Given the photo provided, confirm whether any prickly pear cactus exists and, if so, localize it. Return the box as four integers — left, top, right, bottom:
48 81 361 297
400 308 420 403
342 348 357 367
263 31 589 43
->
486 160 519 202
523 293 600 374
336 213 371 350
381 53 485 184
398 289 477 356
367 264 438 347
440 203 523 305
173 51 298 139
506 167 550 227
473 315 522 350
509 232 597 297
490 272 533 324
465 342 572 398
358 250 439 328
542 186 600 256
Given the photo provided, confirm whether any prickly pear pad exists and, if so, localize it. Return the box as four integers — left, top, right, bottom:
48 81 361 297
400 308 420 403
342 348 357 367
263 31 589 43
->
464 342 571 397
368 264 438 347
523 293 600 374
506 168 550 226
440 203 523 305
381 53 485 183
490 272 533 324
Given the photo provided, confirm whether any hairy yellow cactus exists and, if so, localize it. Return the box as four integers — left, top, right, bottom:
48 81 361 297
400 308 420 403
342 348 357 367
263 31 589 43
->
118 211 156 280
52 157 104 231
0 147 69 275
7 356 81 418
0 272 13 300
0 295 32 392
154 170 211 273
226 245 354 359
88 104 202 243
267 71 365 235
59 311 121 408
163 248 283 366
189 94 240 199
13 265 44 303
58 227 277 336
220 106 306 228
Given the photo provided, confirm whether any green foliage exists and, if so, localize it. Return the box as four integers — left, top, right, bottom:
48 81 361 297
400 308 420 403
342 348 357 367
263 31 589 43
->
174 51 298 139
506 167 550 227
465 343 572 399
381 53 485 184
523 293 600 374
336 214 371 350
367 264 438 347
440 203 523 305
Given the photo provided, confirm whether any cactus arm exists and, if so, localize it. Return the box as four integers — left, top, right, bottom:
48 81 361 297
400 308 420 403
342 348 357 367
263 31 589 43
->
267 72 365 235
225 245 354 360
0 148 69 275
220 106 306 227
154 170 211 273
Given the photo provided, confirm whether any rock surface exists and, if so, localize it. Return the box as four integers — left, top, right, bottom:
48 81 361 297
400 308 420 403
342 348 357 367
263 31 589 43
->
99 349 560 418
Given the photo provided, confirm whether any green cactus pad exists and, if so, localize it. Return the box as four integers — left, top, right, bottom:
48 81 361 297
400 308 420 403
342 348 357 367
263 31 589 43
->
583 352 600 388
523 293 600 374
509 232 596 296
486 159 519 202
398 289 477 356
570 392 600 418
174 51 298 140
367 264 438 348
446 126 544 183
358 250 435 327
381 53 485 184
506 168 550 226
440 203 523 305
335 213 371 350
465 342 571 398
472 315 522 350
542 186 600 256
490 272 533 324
══════
Do this: Rewrite all of the records above, replacing "four integers" with "four whole numbers" wherever it occurs and leaving everything else unchanged.

Answer below:
Given the photo provided, confirm whether any prickly pear cactus exists and, if so, localize it. Return the box as four whole numbers — left, top, right, bottom:
48 81 361 297
400 308 420 403
342 348 357 367
263 31 589 43
->
486 160 519 202
523 293 600 374
336 213 371 350
381 53 485 184
398 289 477 356
367 264 438 347
440 203 523 305
173 51 298 139
506 167 550 227
473 315 522 350
509 232 597 297
490 272 533 324
465 342 572 398
358 250 439 328
542 186 600 256
Given the photo provided, confirm whether any prickly pear pad exists and, if so, localize it. Return the box as four whole numbers — left, top, right, bottom:
48 81 361 297
400 308 420 403
342 348 357 367
263 31 589 43
->
464 342 571 397
368 264 438 347
523 293 600 374
506 168 550 226
440 203 523 305
381 53 485 183
490 272 533 324
Given the photo provided, confirm whether any hairy yellow cactus exists and, if so, localize it. Return the box as four whole numbers — left, top, right, bottom:
48 81 361 297
400 308 420 403
342 348 357 367
263 31 589 43
->
118 211 156 280
52 157 104 231
0 147 69 275
7 356 81 418
0 272 13 300
0 295 32 392
154 170 211 273
226 245 354 359
88 104 202 243
267 71 365 235
59 311 121 408
163 248 283 366
189 94 240 199
13 265 44 303
58 227 277 336
220 106 306 228
Given the photo provided, confirm whether any green foliage exists and, if so, localize it. Return the box as four whole numbers — left, top, right, bottom:
48 81 361 297
400 308 420 403
342 348 357 367
263 31 589 43
->
174 51 298 139
506 167 550 227
465 343 572 399
381 53 485 184
523 293 600 374
336 214 371 350
367 264 438 347
440 203 523 305
Given the photo provided, confirm whether any cactus arm exists and, if so, localize it. Return the box as four whole numbers — left, top, right, bottom:
48 81 361 297
400 308 420 403
342 348 357 367
263 31 589 43
->
267 72 365 235
225 245 354 360
0 148 69 275
220 106 306 227
154 170 211 273
Given the photo provided, confirm whether any rock surface exists and, if so, localize it. Return the box as four whole numbers — left, top, right, bottom:
48 81 361 297
400 308 420 403
342 348 357 367
263 31 589 43
->
99 349 560 418
Given the photo provided, confirm whether any green cactus pad exists and, if so, localize it. Return the box as four whole numbers — left, top, right, bottom:
48 81 361 297
400 308 420 403
342 348 357 367
263 31 589 43
->
583 352 600 388
523 293 600 374
509 232 596 296
486 159 519 202
398 289 477 356
570 392 600 418
174 51 298 140
367 264 438 348
446 126 544 183
358 250 435 327
381 53 485 184
506 168 550 226
440 203 523 305
335 213 371 350
465 342 571 398
472 315 522 350
542 186 600 256
490 272 533 324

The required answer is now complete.